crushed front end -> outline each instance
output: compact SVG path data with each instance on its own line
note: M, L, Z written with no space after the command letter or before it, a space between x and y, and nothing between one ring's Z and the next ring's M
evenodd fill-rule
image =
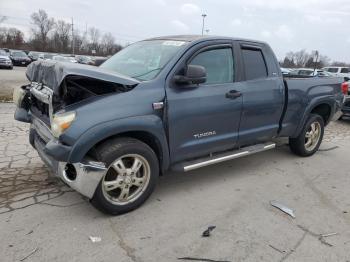
M69 161L75 141L63 141L61 134L76 115L66 109L74 103L100 94L122 92L133 85L106 81L118 79L118 76L103 73L100 78L91 78L90 75L97 77L98 72L86 65L83 67L66 68L50 62L31 64L27 70L31 83L14 90L13 100L17 106L14 118L30 124L30 144L53 174L82 195L92 198L106 167L90 156L76 163Z

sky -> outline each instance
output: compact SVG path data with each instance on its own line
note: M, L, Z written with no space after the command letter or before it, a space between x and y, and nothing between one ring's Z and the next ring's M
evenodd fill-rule
M153 36L201 34L262 40L281 59L288 51L319 50L350 62L350 0L0 0L1 26L30 30L30 14L44 9L84 31L94 26L117 42Z

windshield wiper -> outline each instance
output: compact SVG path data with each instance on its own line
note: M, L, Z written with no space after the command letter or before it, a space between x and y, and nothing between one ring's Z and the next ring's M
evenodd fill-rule
M148 74L150 74L150 73L152 73L152 72L154 72L154 71L161 70L162 68L163 68L163 67L158 67L158 68L156 68L156 69L152 69L151 71L145 72L145 73L143 73L143 74L135 75L135 76L131 76L131 77L133 77L133 78L138 78L138 77L140 77L140 76L148 75Z

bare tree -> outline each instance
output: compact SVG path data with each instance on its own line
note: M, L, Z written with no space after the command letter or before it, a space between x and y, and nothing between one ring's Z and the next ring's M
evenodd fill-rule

□ □ □ □ □ □ □

• _EXERCISE DETAILS_
Reproduce the lines above exactly, please, but not the pictures in them.

• _EXERCISE OUTPUT_
crushed front end -> outline each instance
output: compact SVG path data with each instance on its own line
note: M, L, Z written with no space after the command letter or before it, a space between x and y, and nothing between one ring's Z and the next ring's M
evenodd fill-rule
image =
M69 161L75 141L63 141L61 134L76 115L66 109L74 103L100 94L122 92L133 85L106 81L118 79L118 76L103 73L100 78L91 78L90 75L97 77L98 72L86 65L83 67L66 68L50 62L31 64L27 70L31 83L14 90L13 100L17 106L14 118L30 124L30 144L53 174L82 195L92 198L106 167L90 156L76 163Z

sky -> outline each instance
output: compact SVG path data with each instance on its own line
note: M, L, Z written with no space after the command letter or before it, a space between x and y, and nothing between one ring's Z and the next ring's M
evenodd fill-rule
M153 36L201 34L262 40L281 59L288 51L319 50L350 62L350 0L0 0L1 26L30 30L30 14L44 9L84 31L94 26L117 42Z

windshield wiper -> outline each instance
output: compact SVG path data with each instance on its own line
note: M, L, Z written with no space after the command letter or before it, a space between x and y, and nothing between one ring's Z and the next ring's M
evenodd fill-rule
M148 74L150 74L150 73L152 73L152 72L154 72L154 71L161 70L162 68L163 68L163 67L158 67L158 68L156 68L156 69L152 69L151 71L145 72L145 73L143 73L143 74L135 75L135 76L131 76L131 77L133 77L133 78L138 78L138 77L140 77L140 76L148 75Z

bare tree -> outline each instance
output: compact SVG path data with each instance on its own line
note: M, L, Z written with no space after the command letter or before it, a space between x and y, and nothing between one ring's Z and the next ring's M
evenodd fill-rule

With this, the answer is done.